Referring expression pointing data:
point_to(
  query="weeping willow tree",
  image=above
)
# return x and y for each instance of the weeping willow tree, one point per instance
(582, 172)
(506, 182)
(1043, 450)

What you have to do:
Exactly reproduce the lines from the one containing "# return x and" through the end of the records, and only those lines.

Task solution:
# return x and y for each instance of the weeping willow tree, one point per instance
(582, 172)
(506, 182)
(1043, 450)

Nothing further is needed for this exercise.